■ **What you have to do**:
Reproduce the rows from the start through the line containing "56], [108, 60]]", swapping "white balloon" for "silver balloon" and keeping everything else unchanged. Omit the pictures from your answer.

>> START

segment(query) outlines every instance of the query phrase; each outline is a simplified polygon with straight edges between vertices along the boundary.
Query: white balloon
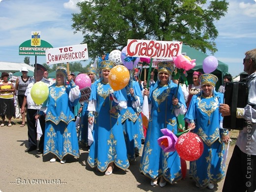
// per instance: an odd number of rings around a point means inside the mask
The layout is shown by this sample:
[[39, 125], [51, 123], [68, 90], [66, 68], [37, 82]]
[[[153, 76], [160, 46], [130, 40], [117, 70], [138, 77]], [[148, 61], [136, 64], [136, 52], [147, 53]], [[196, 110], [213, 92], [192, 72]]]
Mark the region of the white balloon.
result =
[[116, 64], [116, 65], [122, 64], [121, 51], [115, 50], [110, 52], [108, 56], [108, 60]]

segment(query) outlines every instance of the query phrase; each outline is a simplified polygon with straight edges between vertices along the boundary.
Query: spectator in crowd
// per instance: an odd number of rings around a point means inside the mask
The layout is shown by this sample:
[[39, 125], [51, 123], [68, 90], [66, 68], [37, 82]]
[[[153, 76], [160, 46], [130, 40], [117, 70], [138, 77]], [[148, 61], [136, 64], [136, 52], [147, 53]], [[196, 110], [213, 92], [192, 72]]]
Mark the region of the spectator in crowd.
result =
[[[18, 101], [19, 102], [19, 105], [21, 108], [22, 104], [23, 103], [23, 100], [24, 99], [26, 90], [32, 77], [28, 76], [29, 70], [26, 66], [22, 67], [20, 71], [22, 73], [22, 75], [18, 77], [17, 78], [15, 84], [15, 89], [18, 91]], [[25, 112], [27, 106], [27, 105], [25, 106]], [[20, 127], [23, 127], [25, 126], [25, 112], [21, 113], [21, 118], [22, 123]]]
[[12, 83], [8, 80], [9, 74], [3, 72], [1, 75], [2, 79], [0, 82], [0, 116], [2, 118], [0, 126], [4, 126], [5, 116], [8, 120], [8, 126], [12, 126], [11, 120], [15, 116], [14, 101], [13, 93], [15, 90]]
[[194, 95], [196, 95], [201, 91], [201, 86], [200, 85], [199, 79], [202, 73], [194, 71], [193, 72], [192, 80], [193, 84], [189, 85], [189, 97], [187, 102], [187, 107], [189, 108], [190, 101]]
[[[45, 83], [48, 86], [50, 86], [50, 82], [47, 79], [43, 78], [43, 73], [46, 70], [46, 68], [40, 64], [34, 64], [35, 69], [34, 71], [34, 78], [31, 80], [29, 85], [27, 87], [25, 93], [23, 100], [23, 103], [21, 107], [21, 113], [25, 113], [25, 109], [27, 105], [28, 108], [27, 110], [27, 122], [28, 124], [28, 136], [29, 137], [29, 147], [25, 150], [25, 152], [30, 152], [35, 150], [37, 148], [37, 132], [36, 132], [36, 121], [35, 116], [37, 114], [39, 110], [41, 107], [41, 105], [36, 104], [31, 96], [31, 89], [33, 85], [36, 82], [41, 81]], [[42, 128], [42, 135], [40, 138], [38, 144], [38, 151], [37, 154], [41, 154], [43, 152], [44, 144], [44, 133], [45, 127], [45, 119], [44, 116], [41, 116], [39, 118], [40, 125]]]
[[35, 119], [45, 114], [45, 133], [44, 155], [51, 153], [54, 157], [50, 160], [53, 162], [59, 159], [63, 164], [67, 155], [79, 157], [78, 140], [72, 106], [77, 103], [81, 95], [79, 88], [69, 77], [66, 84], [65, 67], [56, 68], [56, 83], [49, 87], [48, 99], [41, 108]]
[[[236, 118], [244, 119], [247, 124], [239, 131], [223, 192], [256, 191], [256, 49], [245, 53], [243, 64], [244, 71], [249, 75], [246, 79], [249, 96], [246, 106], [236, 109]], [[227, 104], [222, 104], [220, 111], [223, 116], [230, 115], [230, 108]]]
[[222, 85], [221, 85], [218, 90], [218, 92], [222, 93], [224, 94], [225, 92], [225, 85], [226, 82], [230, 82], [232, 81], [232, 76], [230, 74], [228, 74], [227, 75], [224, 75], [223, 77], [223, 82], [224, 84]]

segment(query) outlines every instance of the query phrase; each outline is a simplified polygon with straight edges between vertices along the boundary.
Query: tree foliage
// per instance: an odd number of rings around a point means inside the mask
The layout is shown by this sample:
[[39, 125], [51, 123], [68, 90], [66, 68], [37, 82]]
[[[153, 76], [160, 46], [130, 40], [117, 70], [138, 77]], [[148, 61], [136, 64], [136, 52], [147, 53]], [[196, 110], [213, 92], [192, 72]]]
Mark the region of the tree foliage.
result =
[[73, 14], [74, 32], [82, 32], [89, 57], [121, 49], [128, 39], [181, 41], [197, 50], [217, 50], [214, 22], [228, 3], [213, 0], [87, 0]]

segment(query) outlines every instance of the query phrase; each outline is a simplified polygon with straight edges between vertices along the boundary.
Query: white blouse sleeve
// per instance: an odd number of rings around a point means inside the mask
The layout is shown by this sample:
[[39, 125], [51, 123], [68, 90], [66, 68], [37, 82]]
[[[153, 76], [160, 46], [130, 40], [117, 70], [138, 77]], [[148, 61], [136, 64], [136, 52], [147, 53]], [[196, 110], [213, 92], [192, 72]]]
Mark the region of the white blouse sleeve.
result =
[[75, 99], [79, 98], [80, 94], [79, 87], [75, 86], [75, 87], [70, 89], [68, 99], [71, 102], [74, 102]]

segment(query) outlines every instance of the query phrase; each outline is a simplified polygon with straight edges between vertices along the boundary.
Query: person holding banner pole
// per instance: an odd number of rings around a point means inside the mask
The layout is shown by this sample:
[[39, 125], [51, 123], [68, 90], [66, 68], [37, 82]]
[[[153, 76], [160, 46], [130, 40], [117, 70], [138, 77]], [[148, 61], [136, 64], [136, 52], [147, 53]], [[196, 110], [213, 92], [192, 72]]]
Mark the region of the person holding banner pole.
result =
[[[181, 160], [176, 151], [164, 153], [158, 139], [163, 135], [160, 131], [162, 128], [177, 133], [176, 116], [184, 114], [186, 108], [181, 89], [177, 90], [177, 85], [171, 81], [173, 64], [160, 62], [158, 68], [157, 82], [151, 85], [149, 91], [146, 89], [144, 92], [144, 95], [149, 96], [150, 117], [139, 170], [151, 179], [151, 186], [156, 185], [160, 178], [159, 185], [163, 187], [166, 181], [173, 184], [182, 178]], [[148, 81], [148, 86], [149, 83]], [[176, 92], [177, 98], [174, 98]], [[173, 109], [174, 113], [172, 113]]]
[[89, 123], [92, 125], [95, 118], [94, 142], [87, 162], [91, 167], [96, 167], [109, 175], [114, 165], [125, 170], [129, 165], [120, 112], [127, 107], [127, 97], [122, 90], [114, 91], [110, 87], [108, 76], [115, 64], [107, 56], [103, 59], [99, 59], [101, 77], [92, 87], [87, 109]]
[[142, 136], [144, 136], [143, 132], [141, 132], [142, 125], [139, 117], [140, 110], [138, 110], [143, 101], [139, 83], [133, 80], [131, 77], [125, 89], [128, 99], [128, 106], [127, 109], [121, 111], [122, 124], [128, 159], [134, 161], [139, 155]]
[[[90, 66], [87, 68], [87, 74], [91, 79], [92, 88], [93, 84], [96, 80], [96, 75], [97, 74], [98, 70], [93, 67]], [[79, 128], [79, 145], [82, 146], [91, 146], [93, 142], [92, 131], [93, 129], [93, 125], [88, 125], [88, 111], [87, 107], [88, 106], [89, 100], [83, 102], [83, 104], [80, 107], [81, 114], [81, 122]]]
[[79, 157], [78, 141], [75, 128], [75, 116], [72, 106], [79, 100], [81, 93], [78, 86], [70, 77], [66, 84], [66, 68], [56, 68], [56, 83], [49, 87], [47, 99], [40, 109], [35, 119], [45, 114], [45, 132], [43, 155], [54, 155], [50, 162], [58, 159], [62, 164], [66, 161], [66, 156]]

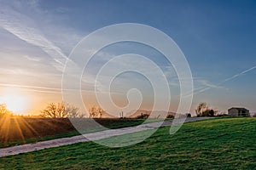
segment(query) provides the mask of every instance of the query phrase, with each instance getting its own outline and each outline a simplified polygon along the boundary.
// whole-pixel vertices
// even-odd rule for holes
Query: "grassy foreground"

>> END

■ **Answer to the task**:
segment(query) outlines every instance of the query phrase; each outline is a simplified polygon with straight edges between vertices along the boundary.
Query: silver balloon
// per instance: an odd number of rings around a point means inside the mask
The layout is shown by this sample:
[[39, 125], [51, 123], [68, 90], [66, 68], [37, 82]]
[[[153, 76], [160, 46], [130, 40], [117, 70], [138, 77]], [[148, 61], [136, 64], [136, 52], [147, 53]], [[196, 110], [213, 92], [192, 72]]]
Mark the region of the silver balloon.
result =
[[116, 64], [116, 65], [122, 64], [121, 51], [115, 50], [110, 52], [108, 56], [108, 60]]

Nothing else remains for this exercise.